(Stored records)

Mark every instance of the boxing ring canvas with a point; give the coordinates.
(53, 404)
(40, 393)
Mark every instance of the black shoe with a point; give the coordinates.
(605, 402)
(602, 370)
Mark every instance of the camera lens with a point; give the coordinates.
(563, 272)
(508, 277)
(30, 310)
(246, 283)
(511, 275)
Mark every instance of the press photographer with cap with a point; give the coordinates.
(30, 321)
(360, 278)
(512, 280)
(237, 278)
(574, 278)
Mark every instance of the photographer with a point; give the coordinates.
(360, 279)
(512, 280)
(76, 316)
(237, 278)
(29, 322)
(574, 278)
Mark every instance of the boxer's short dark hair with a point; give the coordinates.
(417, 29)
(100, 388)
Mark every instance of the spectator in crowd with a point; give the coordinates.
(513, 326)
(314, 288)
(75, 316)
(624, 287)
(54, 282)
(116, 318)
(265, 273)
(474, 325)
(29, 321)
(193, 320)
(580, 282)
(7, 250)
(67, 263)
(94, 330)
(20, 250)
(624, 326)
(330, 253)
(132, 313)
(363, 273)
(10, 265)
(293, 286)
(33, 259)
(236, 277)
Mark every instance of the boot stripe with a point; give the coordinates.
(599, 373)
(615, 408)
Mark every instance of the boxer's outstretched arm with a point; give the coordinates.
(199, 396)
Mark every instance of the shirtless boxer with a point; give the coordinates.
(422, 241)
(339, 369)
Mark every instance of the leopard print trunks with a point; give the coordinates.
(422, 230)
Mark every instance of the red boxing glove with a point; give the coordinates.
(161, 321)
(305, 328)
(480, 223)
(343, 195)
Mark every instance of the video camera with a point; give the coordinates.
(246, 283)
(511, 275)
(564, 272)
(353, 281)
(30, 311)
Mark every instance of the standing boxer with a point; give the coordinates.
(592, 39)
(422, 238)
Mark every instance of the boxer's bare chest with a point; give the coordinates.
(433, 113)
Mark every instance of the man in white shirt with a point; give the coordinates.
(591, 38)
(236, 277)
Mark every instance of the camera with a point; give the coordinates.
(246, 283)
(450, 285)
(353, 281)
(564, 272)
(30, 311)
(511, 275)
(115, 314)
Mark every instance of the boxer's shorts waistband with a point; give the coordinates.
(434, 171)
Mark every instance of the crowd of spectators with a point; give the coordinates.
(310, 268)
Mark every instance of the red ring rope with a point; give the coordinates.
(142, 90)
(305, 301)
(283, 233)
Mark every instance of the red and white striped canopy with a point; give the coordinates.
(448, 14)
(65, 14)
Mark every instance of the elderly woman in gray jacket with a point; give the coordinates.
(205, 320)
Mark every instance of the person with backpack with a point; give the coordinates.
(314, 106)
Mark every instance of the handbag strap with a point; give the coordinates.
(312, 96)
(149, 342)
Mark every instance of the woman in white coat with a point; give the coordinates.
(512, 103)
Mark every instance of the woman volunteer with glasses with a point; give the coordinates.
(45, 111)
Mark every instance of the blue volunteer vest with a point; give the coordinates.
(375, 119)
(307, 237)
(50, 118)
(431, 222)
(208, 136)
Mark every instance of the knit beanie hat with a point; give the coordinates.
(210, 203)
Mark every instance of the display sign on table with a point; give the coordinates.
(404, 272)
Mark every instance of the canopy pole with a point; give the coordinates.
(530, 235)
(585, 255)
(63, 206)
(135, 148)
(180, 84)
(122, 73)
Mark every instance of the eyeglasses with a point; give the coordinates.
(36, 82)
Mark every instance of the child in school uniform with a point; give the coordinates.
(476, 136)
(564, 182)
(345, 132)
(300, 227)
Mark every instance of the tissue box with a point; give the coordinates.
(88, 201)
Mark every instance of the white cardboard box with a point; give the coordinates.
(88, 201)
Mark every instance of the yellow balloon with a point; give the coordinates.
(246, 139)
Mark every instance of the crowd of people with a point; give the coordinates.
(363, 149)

▸ **Work required**
When you output the entries, keep every word exactly as it stands.

▸ **Task response**
Mark every instance of the boxing ring canvas with a point; give the coordinates.
(53, 404)
(40, 393)
Mark every instance of the black shoe with a point; give the coordinates.
(605, 402)
(602, 370)
Mark every instance of the camera lens with a point; give the coordinates.
(563, 272)
(508, 277)
(30, 310)
(246, 283)
(511, 275)
Mark every instance of the press photographer with cap with a point; give the coordinates.
(30, 321)
(360, 278)
(512, 280)
(237, 278)
(574, 278)
Mark every instance of the photographer with a point; give the coordinates.
(360, 279)
(512, 280)
(76, 316)
(237, 278)
(29, 322)
(574, 278)
Mark every instance of the boxer's short dark hair with a point; give the coordinates.
(417, 29)
(100, 388)
Mark every instance of the spectator in crowd with a point; give the coordinates.
(513, 326)
(314, 288)
(75, 316)
(624, 287)
(54, 282)
(116, 318)
(265, 273)
(474, 325)
(29, 321)
(193, 320)
(580, 282)
(7, 250)
(67, 263)
(94, 330)
(20, 250)
(624, 326)
(330, 253)
(132, 313)
(363, 273)
(10, 265)
(293, 286)
(33, 259)
(236, 277)
Mark every instance of the boot stripe with a point; give the coordinates.
(599, 373)
(615, 408)
Mark every instance of the boxer's outstretched arm with a point; give the coordinates.
(199, 396)
Mark every instance of the shirtless boxer with a point; give the coordinates.
(422, 241)
(339, 369)
Mark every instance of the leopard print trunks with a point; give the coordinates.
(422, 230)
Mark every instance of the red boxing glove with a point; give the coordinates.
(161, 321)
(305, 328)
(480, 223)
(343, 195)
Mark every instance of the video camera with a point; give the coordinates.
(246, 283)
(511, 275)
(564, 272)
(353, 281)
(30, 311)
Mark every instance of the standing boxer with a point; give the coordinates.
(592, 39)
(422, 238)
Mark every instance of the boxer's bare chest with a point; give the coordinates.
(433, 113)
Mark every instance of the man in white shirt with a point; give the coordinates.
(591, 38)
(236, 277)
Mark every instance of the camera with a point; give the coordinates.
(246, 283)
(450, 285)
(353, 281)
(564, 272)
(30, 311)
(511, 275)
(115, 314)
Mark every instance of the boxer's shorts waistband with a point; give the coordinates.
(434, 171)
Mark every instance of the crowd of spectators with a point; give the coordinates.
(310, 268)
Mark every instance of the red ring rope with a point; give the coordinates.
(142, 90)
(305, 301)
(283, 233)
Mark every instance of the red and white striped canopy with a point; give the coordinates.
(448, 14)
(65, 14)
Mark every instance of the elderly woman in gray jacket with a point; give the coordinates.
(205, 320)
Mark every instance of the person with backpack with a point; give the coordinates.
(314, 106)
Mark every instance of the handbag strap with a point; give the coordinates.
(312, 96)
(149, 342)
Mark every instance of the woman in white coat with a point; give the coordinates.
(512, 103)
Mark every instance of the woman volunteer with glasses with a point; give the coordinates.
(45, 111)
Mark every instance of the blue volunteer vest with a point; give the coordinates.
(375, 119)
(307, 237)
(50, 118)
(431, 222)
(208, 136)
Mark every instance of the knit beanie hat with a point; give the coordinates.
(210, 203)
Mark every instance of the display sign on table with a point; give the coordinates.
(404, 272)
Mark every instance of the canopy pole with a point; give the coordinates.
(530, 235)
(585, 255)
(63, 206)
(135, 148)
(180, 84)
(122, 73)
Mark every instance of the eyeglasses with a point; give the coordinates.
(36, 82)
Mark every instance of the child in school uniform with a point; give the coordinates.
(476, 136)
(564, 182)
(345, 132)
(300, 227)
Mark every instance of the tissue box with a point; give the coordinates.
(88, 201)
Mark every instance of the white cardboard box with a point; give the coordinates.
(88, 201)
Mark every instance of the yellow balloon with a point; give the coordinates.
(246, 139)
Mark every instance of the crowd of people with a point; give the coordinates.
(363, 149)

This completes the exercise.